BEGIN Data for this exercise

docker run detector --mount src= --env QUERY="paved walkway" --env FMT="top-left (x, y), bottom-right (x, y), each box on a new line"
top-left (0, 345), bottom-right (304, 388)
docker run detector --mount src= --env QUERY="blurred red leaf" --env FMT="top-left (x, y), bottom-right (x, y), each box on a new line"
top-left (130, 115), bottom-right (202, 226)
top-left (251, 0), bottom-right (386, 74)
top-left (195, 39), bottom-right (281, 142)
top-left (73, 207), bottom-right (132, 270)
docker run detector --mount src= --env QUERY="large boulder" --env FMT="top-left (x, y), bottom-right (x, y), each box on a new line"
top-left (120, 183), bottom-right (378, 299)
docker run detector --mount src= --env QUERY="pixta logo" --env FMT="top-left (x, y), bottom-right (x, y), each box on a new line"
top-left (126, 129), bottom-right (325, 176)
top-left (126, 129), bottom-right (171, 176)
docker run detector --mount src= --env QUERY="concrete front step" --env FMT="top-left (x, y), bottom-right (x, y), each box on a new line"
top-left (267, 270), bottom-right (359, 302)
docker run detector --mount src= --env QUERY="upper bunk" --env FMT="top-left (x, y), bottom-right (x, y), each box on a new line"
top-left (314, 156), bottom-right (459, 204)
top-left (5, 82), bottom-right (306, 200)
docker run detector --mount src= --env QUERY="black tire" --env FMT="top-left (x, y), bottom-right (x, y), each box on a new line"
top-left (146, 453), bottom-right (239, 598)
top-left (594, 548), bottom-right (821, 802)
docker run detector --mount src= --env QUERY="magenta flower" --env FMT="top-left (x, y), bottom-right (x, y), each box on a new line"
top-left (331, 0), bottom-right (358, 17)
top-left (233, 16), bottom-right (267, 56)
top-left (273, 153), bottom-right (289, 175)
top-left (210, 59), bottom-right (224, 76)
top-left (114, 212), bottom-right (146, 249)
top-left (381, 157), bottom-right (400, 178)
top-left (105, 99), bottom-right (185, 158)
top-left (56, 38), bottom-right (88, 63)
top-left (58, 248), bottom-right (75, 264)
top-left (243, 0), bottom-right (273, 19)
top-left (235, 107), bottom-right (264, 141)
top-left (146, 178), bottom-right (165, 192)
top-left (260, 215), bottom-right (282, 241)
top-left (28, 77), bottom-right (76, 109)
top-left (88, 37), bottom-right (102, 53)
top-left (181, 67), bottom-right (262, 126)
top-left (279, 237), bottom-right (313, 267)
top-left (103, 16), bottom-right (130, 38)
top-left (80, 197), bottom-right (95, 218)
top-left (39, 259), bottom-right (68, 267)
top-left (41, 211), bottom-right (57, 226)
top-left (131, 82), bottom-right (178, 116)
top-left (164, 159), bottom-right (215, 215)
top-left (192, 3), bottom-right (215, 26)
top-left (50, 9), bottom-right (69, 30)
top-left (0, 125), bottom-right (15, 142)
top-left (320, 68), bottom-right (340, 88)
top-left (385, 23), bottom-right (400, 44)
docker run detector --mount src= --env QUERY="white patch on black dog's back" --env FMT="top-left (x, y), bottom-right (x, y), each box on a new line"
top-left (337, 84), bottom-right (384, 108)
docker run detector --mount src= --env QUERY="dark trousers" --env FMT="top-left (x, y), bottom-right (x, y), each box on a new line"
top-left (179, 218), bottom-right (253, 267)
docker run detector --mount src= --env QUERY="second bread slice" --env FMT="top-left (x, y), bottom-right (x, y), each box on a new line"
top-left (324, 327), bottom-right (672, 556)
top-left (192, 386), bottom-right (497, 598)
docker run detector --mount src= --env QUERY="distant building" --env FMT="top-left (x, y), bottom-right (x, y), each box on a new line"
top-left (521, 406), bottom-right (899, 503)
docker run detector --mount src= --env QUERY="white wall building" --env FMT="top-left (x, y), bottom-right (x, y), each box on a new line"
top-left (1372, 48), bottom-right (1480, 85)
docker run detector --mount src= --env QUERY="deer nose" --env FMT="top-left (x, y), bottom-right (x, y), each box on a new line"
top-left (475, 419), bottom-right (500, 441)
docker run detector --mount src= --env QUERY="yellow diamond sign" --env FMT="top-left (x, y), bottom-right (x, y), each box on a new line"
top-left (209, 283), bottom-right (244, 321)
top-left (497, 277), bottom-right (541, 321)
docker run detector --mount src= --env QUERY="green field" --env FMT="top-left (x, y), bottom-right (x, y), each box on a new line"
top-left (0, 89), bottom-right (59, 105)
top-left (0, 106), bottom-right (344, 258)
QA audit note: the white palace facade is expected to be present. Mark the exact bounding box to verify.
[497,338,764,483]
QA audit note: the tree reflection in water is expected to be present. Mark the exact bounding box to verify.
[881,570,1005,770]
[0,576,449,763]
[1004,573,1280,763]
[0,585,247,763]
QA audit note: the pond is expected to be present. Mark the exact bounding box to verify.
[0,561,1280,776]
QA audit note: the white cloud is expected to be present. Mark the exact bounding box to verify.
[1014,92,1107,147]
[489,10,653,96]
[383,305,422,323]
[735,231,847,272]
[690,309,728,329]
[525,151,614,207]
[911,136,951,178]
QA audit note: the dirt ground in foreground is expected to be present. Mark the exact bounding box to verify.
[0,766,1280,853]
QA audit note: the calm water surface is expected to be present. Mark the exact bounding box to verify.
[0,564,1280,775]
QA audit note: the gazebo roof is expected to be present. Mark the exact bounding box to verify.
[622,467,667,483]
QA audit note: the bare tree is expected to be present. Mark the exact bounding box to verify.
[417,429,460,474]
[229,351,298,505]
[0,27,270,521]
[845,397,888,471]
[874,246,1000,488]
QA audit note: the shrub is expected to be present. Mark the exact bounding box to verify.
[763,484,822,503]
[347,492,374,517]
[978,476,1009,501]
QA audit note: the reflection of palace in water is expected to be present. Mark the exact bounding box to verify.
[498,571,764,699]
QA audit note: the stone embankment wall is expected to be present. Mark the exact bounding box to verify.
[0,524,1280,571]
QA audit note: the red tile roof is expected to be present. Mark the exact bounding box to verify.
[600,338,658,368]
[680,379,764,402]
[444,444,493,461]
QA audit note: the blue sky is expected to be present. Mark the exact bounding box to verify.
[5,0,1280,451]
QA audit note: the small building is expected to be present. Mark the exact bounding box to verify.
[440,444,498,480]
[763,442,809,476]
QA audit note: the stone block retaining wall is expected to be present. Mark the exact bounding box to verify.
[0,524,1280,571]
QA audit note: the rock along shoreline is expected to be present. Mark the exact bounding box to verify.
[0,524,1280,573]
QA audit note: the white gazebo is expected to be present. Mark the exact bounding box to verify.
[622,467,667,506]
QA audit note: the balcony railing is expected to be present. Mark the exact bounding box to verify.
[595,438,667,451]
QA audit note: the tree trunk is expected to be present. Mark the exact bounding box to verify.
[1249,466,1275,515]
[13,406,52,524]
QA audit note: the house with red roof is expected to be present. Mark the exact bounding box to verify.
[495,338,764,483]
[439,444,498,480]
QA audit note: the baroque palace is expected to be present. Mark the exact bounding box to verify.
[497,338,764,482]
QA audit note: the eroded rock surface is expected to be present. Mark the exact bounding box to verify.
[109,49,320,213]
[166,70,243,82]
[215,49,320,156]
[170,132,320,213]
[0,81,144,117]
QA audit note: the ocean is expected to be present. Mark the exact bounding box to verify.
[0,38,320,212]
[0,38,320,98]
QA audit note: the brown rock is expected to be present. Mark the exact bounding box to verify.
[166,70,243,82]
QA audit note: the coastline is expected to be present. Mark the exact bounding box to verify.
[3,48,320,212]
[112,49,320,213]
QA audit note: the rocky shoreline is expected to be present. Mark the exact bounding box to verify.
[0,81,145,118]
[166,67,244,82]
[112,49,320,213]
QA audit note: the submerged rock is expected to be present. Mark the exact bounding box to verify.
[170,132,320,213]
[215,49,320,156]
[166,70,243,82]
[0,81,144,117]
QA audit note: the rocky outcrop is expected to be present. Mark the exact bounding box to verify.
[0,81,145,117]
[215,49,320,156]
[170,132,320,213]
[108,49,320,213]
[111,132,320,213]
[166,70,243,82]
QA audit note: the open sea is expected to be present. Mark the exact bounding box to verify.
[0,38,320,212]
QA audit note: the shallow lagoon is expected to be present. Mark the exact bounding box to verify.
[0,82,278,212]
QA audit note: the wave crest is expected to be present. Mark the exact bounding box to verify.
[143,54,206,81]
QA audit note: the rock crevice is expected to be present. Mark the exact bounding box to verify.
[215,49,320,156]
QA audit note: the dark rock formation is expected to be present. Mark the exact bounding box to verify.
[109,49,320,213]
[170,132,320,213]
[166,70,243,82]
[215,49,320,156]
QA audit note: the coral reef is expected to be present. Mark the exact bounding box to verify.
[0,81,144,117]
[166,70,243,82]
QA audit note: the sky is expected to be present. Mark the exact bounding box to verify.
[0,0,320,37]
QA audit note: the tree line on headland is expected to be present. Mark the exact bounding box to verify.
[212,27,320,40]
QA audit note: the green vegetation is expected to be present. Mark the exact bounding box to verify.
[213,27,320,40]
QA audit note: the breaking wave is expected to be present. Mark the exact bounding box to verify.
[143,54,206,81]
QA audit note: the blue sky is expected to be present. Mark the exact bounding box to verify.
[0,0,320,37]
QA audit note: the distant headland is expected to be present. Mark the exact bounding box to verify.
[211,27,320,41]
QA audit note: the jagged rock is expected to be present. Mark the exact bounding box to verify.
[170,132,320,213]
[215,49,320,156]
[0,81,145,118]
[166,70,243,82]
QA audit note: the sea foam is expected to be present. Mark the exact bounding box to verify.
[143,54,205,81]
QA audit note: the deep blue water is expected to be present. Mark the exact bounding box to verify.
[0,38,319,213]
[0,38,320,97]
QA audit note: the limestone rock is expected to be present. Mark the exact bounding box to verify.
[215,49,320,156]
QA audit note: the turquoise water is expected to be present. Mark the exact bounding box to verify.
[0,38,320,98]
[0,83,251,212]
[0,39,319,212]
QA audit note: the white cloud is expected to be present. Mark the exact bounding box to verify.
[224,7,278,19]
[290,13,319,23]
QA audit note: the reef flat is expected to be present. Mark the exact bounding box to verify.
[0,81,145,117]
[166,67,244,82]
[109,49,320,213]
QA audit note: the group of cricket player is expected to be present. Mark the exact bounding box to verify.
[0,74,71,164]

END Data for this exercise

» **Required task**: Please copy out the listing lines between the line holding "QA audit note: the tree line" and the line holding "[213,27,320,40]", inclusive.

» **Expected output**:
QA audit note: the tree line on headland is expected to be present. Mark the exact bounding box to verify.
[212,27,320,40]
QA audit note: the green vegetation is expected to be present. Mark the exact bounding box to verify.
[213,27,320,40]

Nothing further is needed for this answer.